* THE REQUEST
Update the lines below, replacing every occurrence of "whole pixels" with "integer pixels" and keeping everything else unchanged.

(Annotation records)
================================
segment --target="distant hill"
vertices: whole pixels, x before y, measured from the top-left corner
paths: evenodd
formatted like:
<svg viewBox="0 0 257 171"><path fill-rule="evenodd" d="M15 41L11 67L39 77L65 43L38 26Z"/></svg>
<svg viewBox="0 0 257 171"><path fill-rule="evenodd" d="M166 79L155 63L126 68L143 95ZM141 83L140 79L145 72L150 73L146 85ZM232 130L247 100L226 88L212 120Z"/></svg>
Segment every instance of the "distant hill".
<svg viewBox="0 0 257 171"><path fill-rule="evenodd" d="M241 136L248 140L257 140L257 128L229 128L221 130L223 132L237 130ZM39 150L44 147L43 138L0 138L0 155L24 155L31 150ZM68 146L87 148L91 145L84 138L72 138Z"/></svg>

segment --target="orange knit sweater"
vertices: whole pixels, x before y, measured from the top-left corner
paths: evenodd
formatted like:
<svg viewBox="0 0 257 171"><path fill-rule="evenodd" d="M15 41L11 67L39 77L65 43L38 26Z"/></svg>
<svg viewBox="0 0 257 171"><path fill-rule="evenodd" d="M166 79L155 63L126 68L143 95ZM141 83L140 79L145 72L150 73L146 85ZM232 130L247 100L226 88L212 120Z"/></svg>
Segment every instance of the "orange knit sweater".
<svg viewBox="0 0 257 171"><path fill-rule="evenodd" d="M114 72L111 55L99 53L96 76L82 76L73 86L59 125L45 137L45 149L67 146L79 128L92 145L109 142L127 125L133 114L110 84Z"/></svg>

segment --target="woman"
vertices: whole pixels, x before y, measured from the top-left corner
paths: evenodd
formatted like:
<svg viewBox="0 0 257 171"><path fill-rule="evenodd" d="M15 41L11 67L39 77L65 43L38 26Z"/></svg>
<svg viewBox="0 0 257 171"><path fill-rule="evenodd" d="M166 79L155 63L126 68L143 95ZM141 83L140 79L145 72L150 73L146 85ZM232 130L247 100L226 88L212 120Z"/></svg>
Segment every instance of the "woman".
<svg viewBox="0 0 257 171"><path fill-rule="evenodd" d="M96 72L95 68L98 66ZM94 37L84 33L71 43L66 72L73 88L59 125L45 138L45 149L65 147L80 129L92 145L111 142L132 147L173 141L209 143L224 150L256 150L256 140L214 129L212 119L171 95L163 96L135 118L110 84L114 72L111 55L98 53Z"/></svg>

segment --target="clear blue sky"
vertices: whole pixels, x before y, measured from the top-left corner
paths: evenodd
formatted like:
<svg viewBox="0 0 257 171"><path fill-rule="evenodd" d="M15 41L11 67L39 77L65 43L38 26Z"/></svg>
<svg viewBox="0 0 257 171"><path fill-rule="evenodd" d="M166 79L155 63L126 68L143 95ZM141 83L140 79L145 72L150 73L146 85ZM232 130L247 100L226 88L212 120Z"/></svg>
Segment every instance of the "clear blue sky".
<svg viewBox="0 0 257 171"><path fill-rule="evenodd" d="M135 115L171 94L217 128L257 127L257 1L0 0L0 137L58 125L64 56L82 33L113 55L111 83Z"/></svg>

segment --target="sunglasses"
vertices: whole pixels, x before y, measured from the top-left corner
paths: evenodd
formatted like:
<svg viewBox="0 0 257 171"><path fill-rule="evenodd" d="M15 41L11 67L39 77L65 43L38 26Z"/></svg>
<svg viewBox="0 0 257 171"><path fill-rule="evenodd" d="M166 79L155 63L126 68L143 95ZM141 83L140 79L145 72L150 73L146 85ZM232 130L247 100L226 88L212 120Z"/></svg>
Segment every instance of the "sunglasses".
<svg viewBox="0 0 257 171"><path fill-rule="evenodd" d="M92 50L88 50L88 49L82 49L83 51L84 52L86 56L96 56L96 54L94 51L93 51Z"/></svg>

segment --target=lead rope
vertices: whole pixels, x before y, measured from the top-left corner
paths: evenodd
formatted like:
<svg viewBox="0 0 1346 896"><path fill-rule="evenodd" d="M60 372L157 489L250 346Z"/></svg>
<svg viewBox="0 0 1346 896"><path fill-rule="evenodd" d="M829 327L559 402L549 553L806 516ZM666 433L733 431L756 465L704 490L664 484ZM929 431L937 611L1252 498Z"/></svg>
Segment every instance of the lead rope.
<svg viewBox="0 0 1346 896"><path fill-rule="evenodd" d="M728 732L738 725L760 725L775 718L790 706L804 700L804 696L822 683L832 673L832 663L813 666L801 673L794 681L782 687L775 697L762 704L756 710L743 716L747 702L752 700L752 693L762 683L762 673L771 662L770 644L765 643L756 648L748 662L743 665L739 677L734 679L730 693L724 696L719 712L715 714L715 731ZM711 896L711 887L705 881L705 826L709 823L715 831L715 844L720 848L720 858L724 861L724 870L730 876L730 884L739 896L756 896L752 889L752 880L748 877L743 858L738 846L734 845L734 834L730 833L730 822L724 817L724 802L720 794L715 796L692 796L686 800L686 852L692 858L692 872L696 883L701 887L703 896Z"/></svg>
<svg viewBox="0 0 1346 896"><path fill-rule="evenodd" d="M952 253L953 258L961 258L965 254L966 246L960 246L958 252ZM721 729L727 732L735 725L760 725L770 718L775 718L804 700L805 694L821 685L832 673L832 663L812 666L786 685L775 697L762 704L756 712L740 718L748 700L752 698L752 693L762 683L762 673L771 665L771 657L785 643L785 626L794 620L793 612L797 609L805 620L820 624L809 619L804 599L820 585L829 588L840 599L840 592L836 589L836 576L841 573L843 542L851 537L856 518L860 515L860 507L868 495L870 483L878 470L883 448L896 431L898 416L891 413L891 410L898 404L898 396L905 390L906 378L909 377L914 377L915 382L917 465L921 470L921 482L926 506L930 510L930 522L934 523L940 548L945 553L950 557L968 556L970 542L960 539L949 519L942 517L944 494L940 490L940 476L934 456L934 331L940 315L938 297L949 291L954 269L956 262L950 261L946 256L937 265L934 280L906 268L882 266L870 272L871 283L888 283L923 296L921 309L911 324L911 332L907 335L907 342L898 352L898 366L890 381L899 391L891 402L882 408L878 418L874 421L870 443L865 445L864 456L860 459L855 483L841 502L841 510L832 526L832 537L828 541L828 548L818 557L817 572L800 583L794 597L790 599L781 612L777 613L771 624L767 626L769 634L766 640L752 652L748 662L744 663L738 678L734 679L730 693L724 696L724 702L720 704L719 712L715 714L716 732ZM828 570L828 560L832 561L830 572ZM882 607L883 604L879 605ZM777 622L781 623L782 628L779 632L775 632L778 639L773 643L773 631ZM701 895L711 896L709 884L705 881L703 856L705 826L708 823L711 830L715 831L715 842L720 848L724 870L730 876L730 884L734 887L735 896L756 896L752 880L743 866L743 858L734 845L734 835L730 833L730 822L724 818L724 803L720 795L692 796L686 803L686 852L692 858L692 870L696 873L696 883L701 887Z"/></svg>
================================
* EXPECTED OUTPUT
segment --target="distant hill"
vertices: integer pixels, x before y, measured from the top-left corner
paths: evenodd
formatted like:
<svg viewBox="0 0 257 171"><path fill-rule="evenodd" d="M15 41L11 67L39 77L65 43L38 26Z"/></svg>
<svg viewBox="0 0 257 171"><path fill-rule="evenodd" d="M166 79L155 63L126 68L143 95ZM141 83L140 79L145 72L150 73L146 85ZM232 130L247 100L226 88L212 120Z"/></svg>
Segment every instance of the "distant hill".
<svg viewBox="0 0 257 171"><path fill-rule="evenodd" d="M241 136L248 140L257 140L257 128L229 128L221 130L223 132L237 130ZM39 150L44 147L43 138L0 138L0 155L24 155L31 150ZM68 146L87 148L91 145L84 138L72 138Z"/></svg>

segment --target="orange knit sweater"
vertices: integer pixels, x before y, measured from the top-left corner
paths: evenodd
formatted like:
<svg viewBox="0 0 257 171"><path fill-rule="evenodd" d="M15 41L11 67L39 77L65 43L38 26Z"/></svg>
<svg viewBox="0 0 257 171"><path fill-rule="evenodd" d="M166 79L155 63L126 68L143 95ZM141 83L140 79L145 72L150 73L146 85ZM232 130L247 100L226 88L212 120Z"/></svg>
Segment every instance of the "orange knit sweater".
<svg viewBox="0 0 257 171"><path fill-rule="evenodd" d="M114 72L111 55L99 53L96 76L82 76L73 86L59 125L45 137L45 149L67 146L79 128L92 145L109 142L127 125L133 114L110 84Z"/></svg>

segment --target="woman"
vertices: integer pixels, x before y, measured from the top-left corner
paths: evenodd
formatted like:
<svg viewBox="0 0 257 171"><path fill-rule="evenodd" d="M15 41L11 67L39 77L65 43L38 26Z"/></svg>
<svg viewBox="0 0 257 171"><path fill-rule="evenodd" d="M166 79L155 63L126 68L143 95ZM141 83L140 79L145 72L150 73L146 85ZM232 130L247 100L226 88L212 120Z"/></svg>
Segment every instance of the "woman".
<svg viewBox="0 0 257 171"><path fill-rule="evenodd" d="M96 72L95 68L98 66ZM94 37L84 33L71 43L66 72L73 88L59 125L45 138L45 149L65 147L80 129L92 145L111 142L132 147L173 141L209 143L224 150L256 150L256 140L214 129L212 119L171 95L163 96L135 118L110 84L114 72L111 55L98 53Z"/></svg>

segment --target="clear blue sky"
vertices: integer pixels, x before y, measured from the top-left corner
paths: evenodd
formatted like:
<svg viewBox="0 0 257 171"><path fill-rule="evenodd" d="M15 41L11 67L39 77L65 43L38 26Z"/></svg>
<svg viewBox="0 0 257 171"><path fill-rule="evenodd" d="M166 79L155 63L126 68L143 95ZM141 83L140 79L145 72L150 73L146 85ZM232 130L247 100L226 88L212 120Z"/></svg>
Segment every instance of the "clear blue sky".
<svg viewBox="0 0 257 171"><path fill-rule="evenodd" d="M135 115L171 94L217 128L257 127L257 1L0 0L0 137L58 125L64 56L82 33L113 55L111 83Z"/></svg>

segment --target="sunglasses"
vertices: integer pixels, x before y, measured from the top-left corner
paths: evenodd
formatted like:
<svg viewBox="0 0 257 171"><path fill-rule="evenodd" d="M15 41L11 67L39 77L65 43L38 26Z"/></svg>
<svg viewBox="0 0 257 171"><path fill-rule="evenodd" d="M166 79L155 63L126 68L143 95ZM141 83L140 79L145 72L150 73L146 85ZM232 130L247 100L226 88L212 120Z"/></svg>
Segment every instance of the "sunglasses".
<svg viewBox="0 0 257 171"><path fill-rule="evenodd" d="M92 50L88 50L88 49L82 49L83 51L84 52L86 56L96 56L96 54L94 51L93 51Z"/></svg>

segment --target=lead rope
vertices: integer pixels, x before y, measured from the top-left corner
paths: evenodd
formatted like:
<svg viewBox="0 0 1346 896"><path fill-rule="evenodd" d="M60 372L157 489L250 346Z"/></svg>
<svg viewBox="0 0 1346 896"><path fill-rule="evenodd" d="M829 327L559 402L549 553L806 516ZM666 433L733 431L756 465L704 490L664 484ZM929 431L937 611L1252 498Z"/></svg>
Segment every instance of the lead rope.
<svg viewBox="0 0 1346 896"><path fill-rule="evenodd" d="M728 732L738 725L760 725L775 718L790 706L804 700L804 696L822 683L832 673L832 663L813 666L801 673L794 681L782 687L775 697L762 704L756 710L743 716L747 702L752 700L752 693L762 683L762 673L771 662L770 644L765 643L756 648L748 662L743 665L739 677L734 679L730 693L724 696L719 712L715 714L715 731ZM711 896L711 887L705 881L705 826L709 823L715 831L715 844L720 848L720 858L724 861L724 870L730 876L730 884L739 896L756 896L752 889L752 880L748 877L743 858L738 846L734 845L734 834L730 833L730 822L724 817L724 802L720 794L715 796L692 796L686 800L686 852L692 858L692 872L696 883L701 887L703 896Z"/></svg>
<svg viewBox="0 0 1346 896"><path fill-rule="evenodd" d="M952 253L953 258L961 258L965 254L966 246L960 246L958 252ZM721 729L727 732L735 725L760 725L770 718L775 718L804 700L805 694L821 685L832 673L832 663L812 666L786 685L775 697L762 704L756 712L740 718L748 700L752 698L752 693L762 683L762 673L771 665L771 657L785 643L785 626L794 620L793 612L797 609L805 620L820 624L809 619L804 599L820 585L829 588L840 599L840 592L836 589L836 576L841 573L843 542L851 537L856 518L860 515L860 507L868 495L870 483L878 470L883 448L896 431L898 416L891 413L891 410L898 404L898 396L905 390L906 378L909 377L914 377L915 382L917 465L921 470L921 482L926 506L930 510L930 522L934 523L940 548L945 553L950 557L968 556L970 542L960 539L949 519L942 517L944 494L940 490L940 476L934 456L934 331L940 315L938 297L949 291L954 269L956 262L950 261L946 256L937 265L934 280L906 268L882 266L870 272L871 283L888 283L923 296L921 309L911 324L911 332L907 335L907 342L898 352L898 366L890 381L899 391L891 402L882 408L878 418L874 421L870 443L865 445L864 456L860 459L855 483L841 502L841 510L832 526L832 537L828 541L828 548L818 557L817 572L800 583L794 597L790 599L781 612L777 613L771 624L767 626L769 634L766 640L752 652L748 662L744 663L738 678L734 679L730 693L724 696L724 702L720 704L719 712L715 714L716 732ZM828 570L828 560L832 561L830 572ZM882 607L883 604L879 605ZM777 622L781 623L782 628L779 632L775 632L778 639L773 643L773 631ZM701 895L711 896L709 884L705 881L703 856L705 826L708 823L711 830L715 831L715 842L720 848L724 870L730 876L730 884L734 887L735 896L756 896L752 880L743 866L743 858L734 845L734 835L730 833L730 822L724 818L724 803L720 795L692 796L686 803L686 852L692 858L692 870L696 873L696 883L701 887Z"/></svg>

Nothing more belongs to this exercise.